_Given records_
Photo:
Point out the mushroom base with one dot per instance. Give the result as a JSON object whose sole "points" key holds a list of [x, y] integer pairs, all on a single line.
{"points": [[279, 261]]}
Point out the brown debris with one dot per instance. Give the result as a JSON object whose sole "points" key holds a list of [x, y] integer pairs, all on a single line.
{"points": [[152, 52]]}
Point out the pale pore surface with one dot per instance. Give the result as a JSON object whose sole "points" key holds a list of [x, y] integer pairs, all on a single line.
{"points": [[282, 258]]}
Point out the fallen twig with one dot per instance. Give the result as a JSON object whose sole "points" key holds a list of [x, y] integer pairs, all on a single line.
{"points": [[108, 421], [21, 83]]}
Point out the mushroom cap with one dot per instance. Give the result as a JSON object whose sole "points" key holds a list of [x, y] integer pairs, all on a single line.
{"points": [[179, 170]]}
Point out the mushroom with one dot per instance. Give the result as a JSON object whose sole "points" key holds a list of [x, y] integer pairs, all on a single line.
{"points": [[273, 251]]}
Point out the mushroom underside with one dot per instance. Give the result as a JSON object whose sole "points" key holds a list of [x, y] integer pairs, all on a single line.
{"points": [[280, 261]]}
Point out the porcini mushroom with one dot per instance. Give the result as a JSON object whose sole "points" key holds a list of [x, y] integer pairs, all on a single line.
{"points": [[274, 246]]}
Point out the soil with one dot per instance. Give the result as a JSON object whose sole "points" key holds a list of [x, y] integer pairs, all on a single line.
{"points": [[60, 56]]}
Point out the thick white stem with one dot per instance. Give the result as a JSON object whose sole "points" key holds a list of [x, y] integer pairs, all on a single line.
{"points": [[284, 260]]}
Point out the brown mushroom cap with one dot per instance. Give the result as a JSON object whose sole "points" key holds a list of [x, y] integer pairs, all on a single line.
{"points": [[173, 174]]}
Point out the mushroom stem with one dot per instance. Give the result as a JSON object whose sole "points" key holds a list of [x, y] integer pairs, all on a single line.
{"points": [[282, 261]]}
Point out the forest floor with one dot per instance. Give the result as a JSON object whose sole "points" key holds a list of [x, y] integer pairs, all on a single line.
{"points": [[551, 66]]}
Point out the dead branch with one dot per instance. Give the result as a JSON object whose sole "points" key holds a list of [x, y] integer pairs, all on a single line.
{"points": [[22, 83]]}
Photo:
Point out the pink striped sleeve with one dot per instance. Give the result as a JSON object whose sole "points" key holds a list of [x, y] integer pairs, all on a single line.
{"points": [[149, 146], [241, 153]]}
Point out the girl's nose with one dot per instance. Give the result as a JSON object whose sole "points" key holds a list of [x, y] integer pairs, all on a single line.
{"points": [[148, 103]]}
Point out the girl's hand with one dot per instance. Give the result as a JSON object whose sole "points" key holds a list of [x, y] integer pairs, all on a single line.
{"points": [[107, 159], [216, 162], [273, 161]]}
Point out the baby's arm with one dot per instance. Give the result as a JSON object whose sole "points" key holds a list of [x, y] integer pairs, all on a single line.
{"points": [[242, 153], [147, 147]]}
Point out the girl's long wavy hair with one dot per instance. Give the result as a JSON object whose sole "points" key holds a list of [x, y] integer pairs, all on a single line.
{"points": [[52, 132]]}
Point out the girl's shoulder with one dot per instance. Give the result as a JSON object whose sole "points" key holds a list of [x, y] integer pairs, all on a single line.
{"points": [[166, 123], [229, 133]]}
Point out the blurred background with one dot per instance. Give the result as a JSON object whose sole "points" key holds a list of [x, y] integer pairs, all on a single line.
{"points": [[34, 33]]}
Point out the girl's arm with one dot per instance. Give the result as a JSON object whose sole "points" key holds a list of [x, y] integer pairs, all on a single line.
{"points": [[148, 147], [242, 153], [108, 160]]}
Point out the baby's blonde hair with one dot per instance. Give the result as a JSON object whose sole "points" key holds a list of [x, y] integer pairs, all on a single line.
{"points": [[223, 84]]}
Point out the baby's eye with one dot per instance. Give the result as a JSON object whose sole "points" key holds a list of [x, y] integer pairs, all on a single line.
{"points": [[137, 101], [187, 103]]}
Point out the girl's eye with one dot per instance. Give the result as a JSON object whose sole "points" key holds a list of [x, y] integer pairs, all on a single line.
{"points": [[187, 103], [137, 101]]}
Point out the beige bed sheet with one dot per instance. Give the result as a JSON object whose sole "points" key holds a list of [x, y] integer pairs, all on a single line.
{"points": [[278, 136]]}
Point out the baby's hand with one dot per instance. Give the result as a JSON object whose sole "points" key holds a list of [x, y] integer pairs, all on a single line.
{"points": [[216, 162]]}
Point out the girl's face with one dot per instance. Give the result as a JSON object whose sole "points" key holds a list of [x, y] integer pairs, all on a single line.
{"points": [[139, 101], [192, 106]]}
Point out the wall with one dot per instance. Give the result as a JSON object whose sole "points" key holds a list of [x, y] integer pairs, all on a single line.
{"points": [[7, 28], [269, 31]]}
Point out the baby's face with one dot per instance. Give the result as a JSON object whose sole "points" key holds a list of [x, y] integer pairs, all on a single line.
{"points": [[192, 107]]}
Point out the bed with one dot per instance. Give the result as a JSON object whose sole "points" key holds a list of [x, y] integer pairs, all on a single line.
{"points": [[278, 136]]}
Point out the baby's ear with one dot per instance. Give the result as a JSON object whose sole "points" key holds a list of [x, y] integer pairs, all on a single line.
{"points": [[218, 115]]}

_What the task requires_
Reproduce, exactly and with nothing added, the lines from the one that includes "Point out the girl's eye" through the last line of the material.

_Written response_
Point out the girl's eye with one dot per instance. Give the result as a JSON object whose sole "points" key holds a list of [x, y] integer pairs, all on a single line.
{"points": [[187, 103], [137, 101]]}
Point out the beige bed sheet with one dot per instance. Give the result as a JSON object whose sole "points" key holds a list of [x, y] integer pairs, all on a single line.
{"points": [[278, 136]]}
Point out the baby's hand with one dot per instance. Give the result as a JSON object whose sole "points" key holds a list of [x, y] integer pairs, all on a single line.
{"points": [[216, 162]]}
Point out the girl's face with one dot per instance. Give the result as a JSON object whose sole "points" key holds a list of [x, y] integer pairs, all on a single line.
{"points": [[139, 101], [192, 106]]}
Point out the wall with one dot per instance. Give the result as a JSON object whose sole "points" key holds a list of [x, y] integer pairs, all on a single line.
{"points": [[7, 28], [269, 31]]}
Point out the baby's face with one dot per instance. Give the result as a JSON object whose sole "points" key holds a list of [x, y] integer pairs, all on a single line.
{"points": [[192, 107]]}
Point out the bed with one dot per instance. Give the result as a JSON object whose sole "points" key holds a list of [x, y] integer pairs, all on a single line.
{"points": [[278, 136]]}
Point out the baby's ear with one dot per instance. Give the result as a JSON object whose sole "points" key holds a list of [x, y] integer pairs, all on a single line.
{"points": [[218, 115]]}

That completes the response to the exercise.